You attended 5 classes of your Brain and Behavior course out of an 8 week summer session that meets daily, and stop going after the first exam. Which you failed. Repeating the exact same pattern from the previous semester when you were in my class.
And then…. your MOM shows up at my class to fight your grade battles for you, without you even being aware of it.
Yesterday, I had a student’s mom show up at my classroom right before class. Apparently Precious Daughter was going to fail out while on academic probation. Mom just couldn’t let that happen, and wanted to know if there was any chance that Precious Daughter could maybe possibly have a shot at taking the second exam that she missed last week in order to have a chance at passing my course? Barring that, could she have me sign the drop form so that daughter wouldn’t have a failing grade? She would hate to have poor Precious Daughter, who did so well at another institution before moving back here with mom who told her not to do that and to stay where she was since she’s doing so well and she’s very smart and can do the work, fail out. Problem is, mom can’t find Precious Daughter who is supposed to be living with her and has supposedly been studying very very hard and doing her assignments (only one out of the 4 so far, actually, but who’s counting?) yadda yadda.
I calmed down this poor, crying, hysterical woman and I get the sneaking suspicion that this has happened before.
For my own amusement, I said sure. If you can find her I’ll let her take the second exam. I also told her that said exam was pretty damn tough and I wouldn’t expect that a student who hasn’t shown up to class to perform well. Mom said ok and went away. It gets better.
At 2:30 I get a call in the lab. Mom found Precious Daughter and dragged her to the psych department. I go downstairs to meet them and PD looks equal parts embarrassed, humiliated, and scared shitless. Inside, I am laughing at the absurdity. I get the sneaking suspicion (again) that mom has done this before. We sit down and have a chat, with mom opening the discussion like I do with my 7 year old:
“Daughter, you have a decision to make. Do you want to take up Professor Evil on his offer to sit for the test, or do you want to drop?”
Of course, she dropped.
I can’t tell you, dear reader, how much I wanted to dispense some advice.

**Problems to solve**
1. In the story about the student whose mother came to class, how many of the four assignments had the daughter completed?
2. Continue the story about the mother who came to class, starting right after its last sentence.

**The data**

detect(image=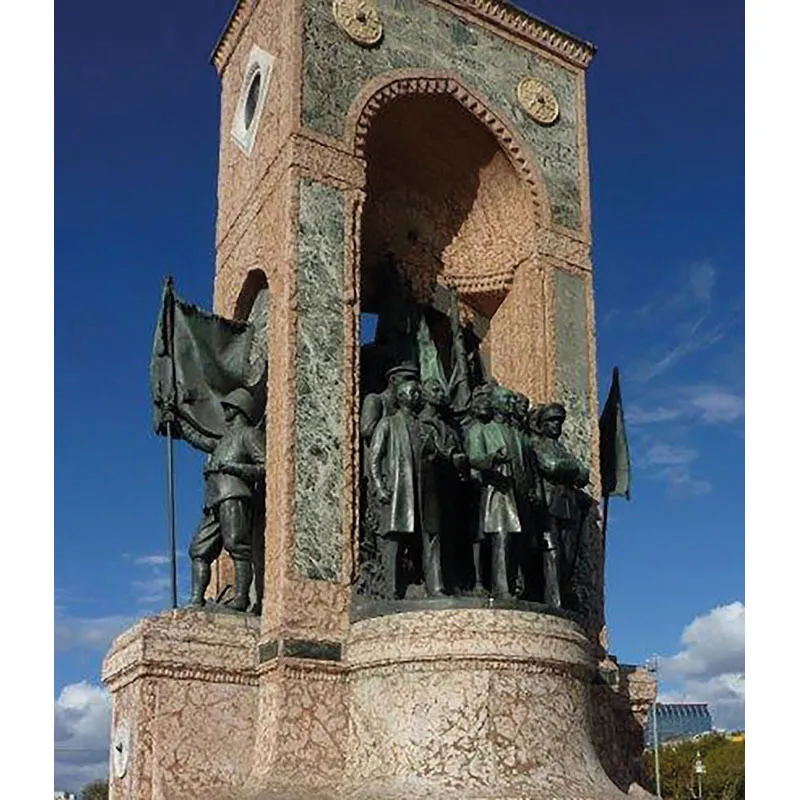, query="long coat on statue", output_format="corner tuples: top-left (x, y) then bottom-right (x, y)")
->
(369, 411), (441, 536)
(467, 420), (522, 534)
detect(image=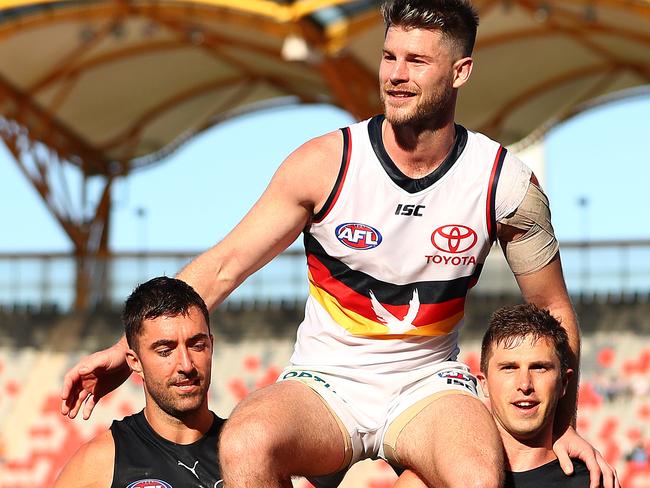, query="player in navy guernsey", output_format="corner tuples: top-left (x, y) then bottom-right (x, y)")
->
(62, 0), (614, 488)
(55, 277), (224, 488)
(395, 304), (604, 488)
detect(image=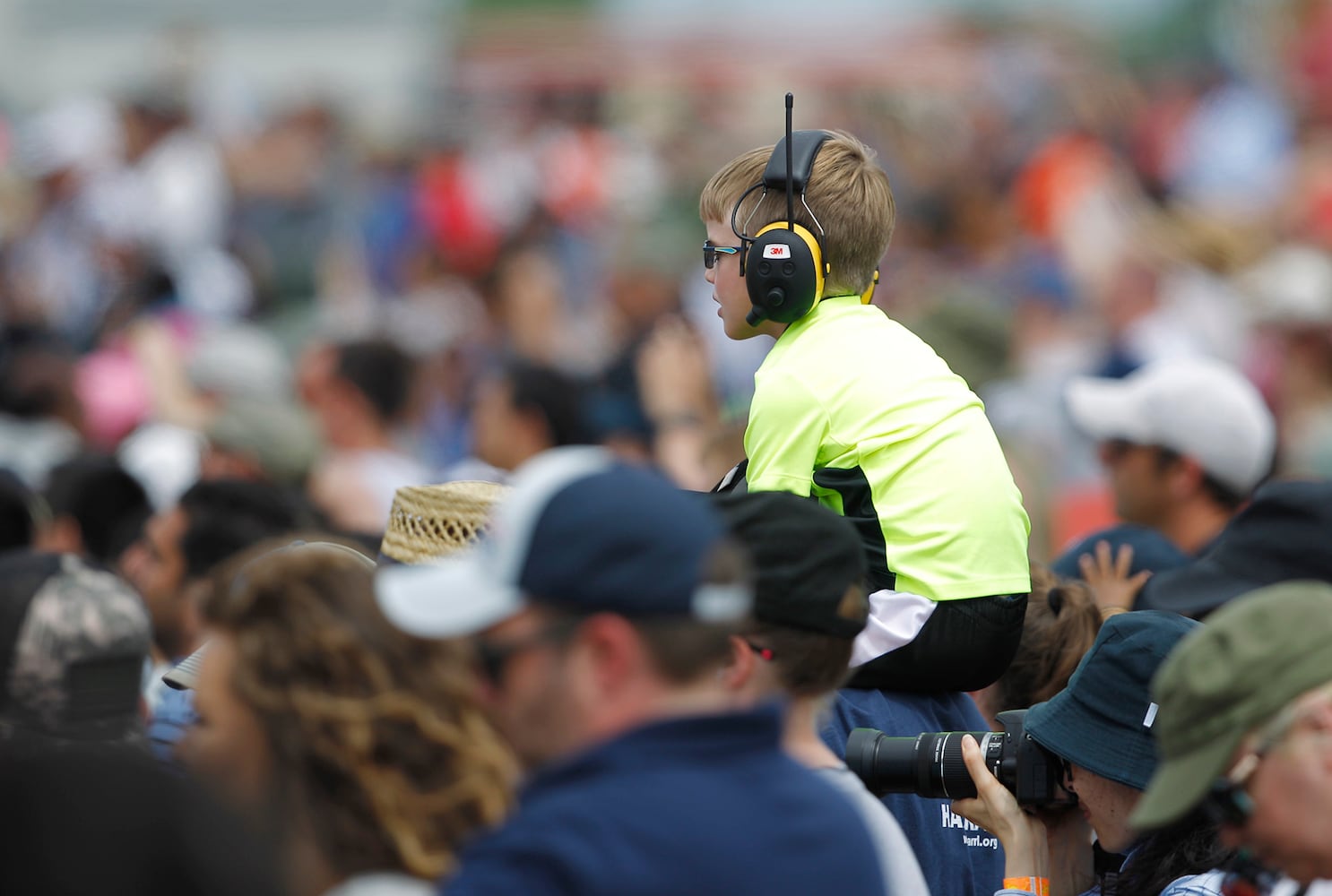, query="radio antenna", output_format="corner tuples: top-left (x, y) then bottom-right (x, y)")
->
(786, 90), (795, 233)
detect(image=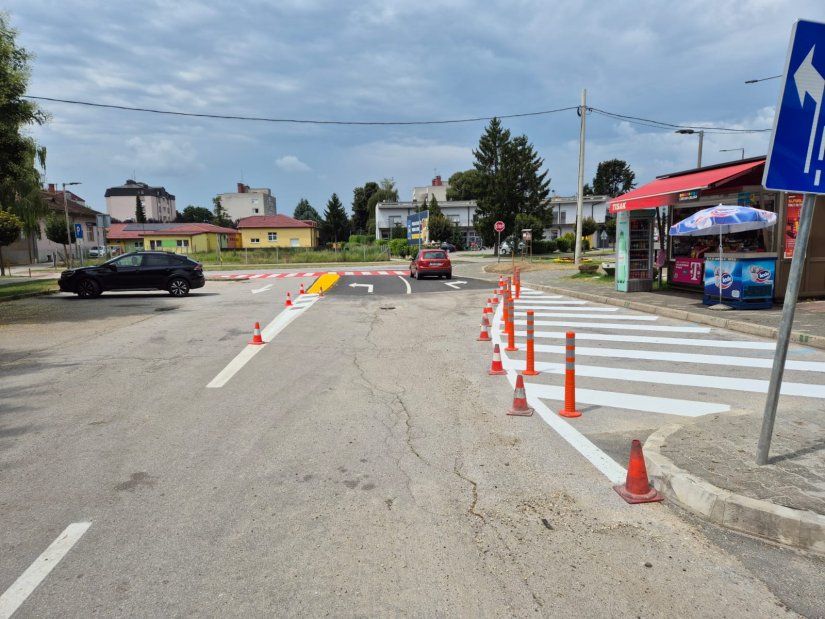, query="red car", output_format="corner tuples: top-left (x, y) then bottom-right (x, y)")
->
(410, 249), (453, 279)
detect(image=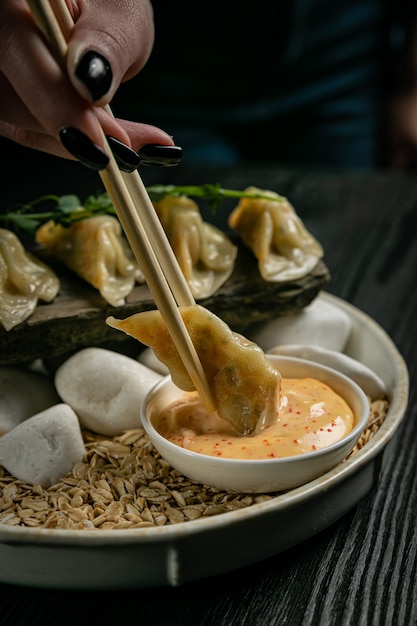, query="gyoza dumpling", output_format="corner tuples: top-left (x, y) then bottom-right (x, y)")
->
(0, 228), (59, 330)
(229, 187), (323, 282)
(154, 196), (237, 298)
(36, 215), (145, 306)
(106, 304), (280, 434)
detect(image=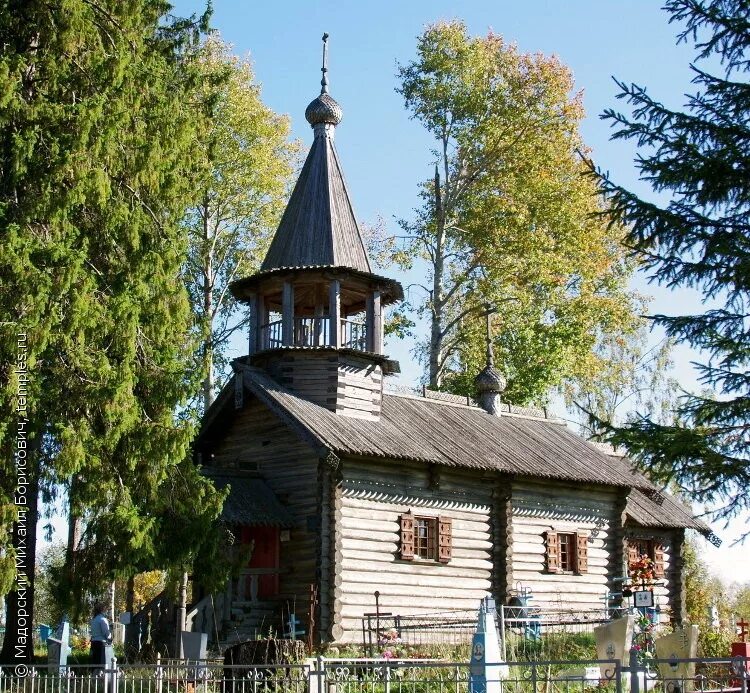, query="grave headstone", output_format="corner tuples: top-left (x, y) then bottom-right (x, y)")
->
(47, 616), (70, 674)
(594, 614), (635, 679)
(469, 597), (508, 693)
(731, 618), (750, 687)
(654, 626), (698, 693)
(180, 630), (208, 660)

**Numbered responses**
1. Only one.

2.
“Stop smothering her. Stop going through her stuff to find my syllabus so you can locate my class and office hours. Stop snooping through her coursework and maybe even emails to find her grades, due dates, drop dates, whatever. Stop fighting her battles for her. Stop making her life too fucking easy. Stop pressuring her to do college when she obviously doesn’t want to. Stop paying for something she obviously doesn’t give a shit about. Just, stop. You’re not protecting her. You’re setting her up for permanent failure. Let her fail now and get kicked out of school, it’s the BEST thing you can do for her. She’ll have to go to community college someday to earn her way back in, but at least then she’ll be ready to do what she wants, not what you want.”
“And you, you lazy ass, quit wasting your mom’s money. I sure as hell know you’re not here on your dime. Go to class, else come up with a justifiable medical reason why you can’t attend, address it, then get your life straightened out. Quit staying out to smoke weed with your loser boyfriend or whatever it is you’re doing. The local garage band scene here in amongst the cornstalks cannot possibly be that entertaining. Quit living at home with an overbearing control-freak parent. You’re like a couple of codependents enabling each other; you stay there and you’ll never get her out of your life. It already sucks for you that you’re probably going to flunk out and have to get some shit job until you earn enough money to move out.”
Of course I can’t say any of that. And so I wouldn’t be surprised to see her sign up for my class next semester.
I don’t know who is more pathetic, all that I know is I’m amused. And that neither of them is ready for college.